● DOCUMENT TEXT:
UNITED STATES

SECURITIES AND EXCHANGE COMMISSION

Washington, D.C. 20549

 

FORM 8-K

 

Current Report

Pursuant to Section 13 or 15(d) of

the Securities Exchange Act of 1934

 

Date of Report (Date of earliest event reported): December 5, 2016

  

OCWEN FINANCIAL CORPORATION

(Exact name of registrant as specified in its charter)

 

Florida   1-13219   65-0039856
(State or other jurisdiction of incorporation)   (Commission File Number)   (IRS Employer Identification No.)

1661 Worthington Road, Suite 100

West Palm Beach, Florida 33409

(Address of principal executive offices)

 

Registrant’s telephone number, including area code: (561) 682-8000

 

Not applicable.

(Former name or former address, if changed since last report)

● COLLECTED DATA:
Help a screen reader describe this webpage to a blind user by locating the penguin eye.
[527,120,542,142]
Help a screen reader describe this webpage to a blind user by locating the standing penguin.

● COMPLETE THE FOLLOWING:
[A] According to the Form 8-K cover page, what is the date of the earliest event reported?
[B] Decide whether each statement agrees with the Form 8-K cover page, answering yes or no and quoting the deciding words: (i) The registrant's principal executive offices are in West Palm Beach, Florida. (ii) The report is filed under Section 13 or 15(d) of the Securities Exchange Act of 1934. (iii) The registrant lists a former name or address that changed since its last report.
[C] Reproduce word for word the part of the Form 8-K cover page from "(Address of principal" up to and including "since last report)".

● TASK-BY-TASK ANSWERS:
[A] December 5, 2016

[B]
(i) Yes: "West Palm Beach, Florida 33409"
(ii) Yes: "Pursuant to Section 13 or 15(d) of"
(iii) No: "Not applicable."

[C]
(Address of principal executive offices)

 

Registrant’s telephone number, including area code: (561) 682-8000

 

Not applicable.

(Former name or former address, if changed since last report)